Assad est tombé exactement comme le Pentagone l’avait prévu il y a 23 ans

Une enfant et sa famille dans le camp de réfugiés d'Al-Hol, en Syrie - Photo : UNICEF / Delil Soleiman

Lorsque qu’un gouvernement « ennemi » s’effondre ou qu’une guerre civile éclate, on fait croire au public occidental qu’il s’agit d’un événement géopolitique naturel. Rien n’est plus faux.

Les longs efforts des États-Unis, de la Turquie et d’Israël pour renverser le gouvernement syrien, principalement par l’intermédiaire de leurs alliés d’Al-Qaïda, viennent, en un éclair, d’être couronnés de succès.

Damas est tombée quelques jours après que les forces de Hay’at Tahrir al-Sham (HTS) dirigées par Abu Mohammad al-Jolani sont sorties, par surprise, de leur petite enclave du nord-ouest de la Syrie et se sont emparées de la deuxième ville du pays, Alep.

Il s’est avéré que le gouvernement de Bachar el-Assad et son armée étaient des tigres de papier. Ou plutôt, ils le sont devenus quand leurs principaux alliés – la Russie, l’Iran et le Hezbollah au Liban – ont été obligés de se désengager. Préoccupés par des problèmes plus proches de chez eux, ils ne pouvaient plus offrir le soutien militaire dont Assad dépendait.

Le déchaînement d’Israël au Liban et son intimidation militaire de l’Iran, ainsi que les efforts croissants de l’OTAN pour fixer la Russie en Ukraine, ont ranimé le conflit gelé depuis plusieurs années en Syrie, qui opposait l’armée d’Assad, la succursale d’Al-Qaïda en Syrie et les forces kurdes dans le nord-est du pays.

Documents fournis:
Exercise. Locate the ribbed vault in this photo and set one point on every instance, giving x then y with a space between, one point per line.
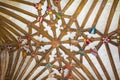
61 39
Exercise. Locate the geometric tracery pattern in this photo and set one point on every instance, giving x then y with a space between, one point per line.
55 44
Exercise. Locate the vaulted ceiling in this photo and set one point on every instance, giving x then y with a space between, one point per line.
81 37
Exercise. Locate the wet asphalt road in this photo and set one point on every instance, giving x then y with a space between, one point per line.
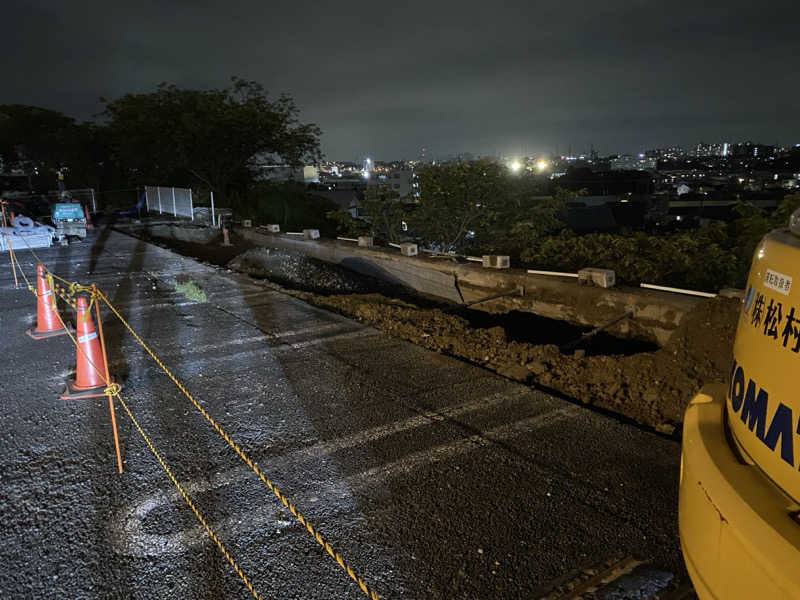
433 478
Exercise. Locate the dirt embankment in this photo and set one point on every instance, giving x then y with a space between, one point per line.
652 388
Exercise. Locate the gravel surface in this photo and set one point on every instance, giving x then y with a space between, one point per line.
434 478
652 388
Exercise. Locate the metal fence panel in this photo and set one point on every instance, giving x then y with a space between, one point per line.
169 200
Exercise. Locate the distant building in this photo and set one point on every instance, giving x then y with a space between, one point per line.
628 162
306 174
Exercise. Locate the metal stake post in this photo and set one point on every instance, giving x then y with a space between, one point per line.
213 220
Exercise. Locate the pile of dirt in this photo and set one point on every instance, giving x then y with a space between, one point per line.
296 270
652 388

Travail à faire: Réécrivez le passage sur la chute d'Assad, de « Lorsque qu’un gouvernement » jusqu'à « du pays, Alep. », en remplaçant « par surprise » par « à l'improviste ».

Réponse:
Lorsque qu’un gouvernement « ennemi » s’effondre ou qu’une guerre civile éclate, on fait croire au public occidental qu’il s’agit d’un événement géopolitique naturel. Rien n’est plus faux.

Les longs efforts des États-Unis, de la Turquie et d’Israël pour renverser le gouvernement syrien, principalement par l’intermédiaire de leurs alliés d’Al-Qaïda, viennent, en un éclair, d’être couronnés de succès.

Damas est tombée quelques jours après que les forces de Hay’at Tahrir al-Sham (HTS) dirigées par Abu Mohammad al-Jolani sont sorties, à l'improviste, de leur petite enclave du nord-ouest de la Syrie et se sont emparées de la deuxième ville du pays, Alep.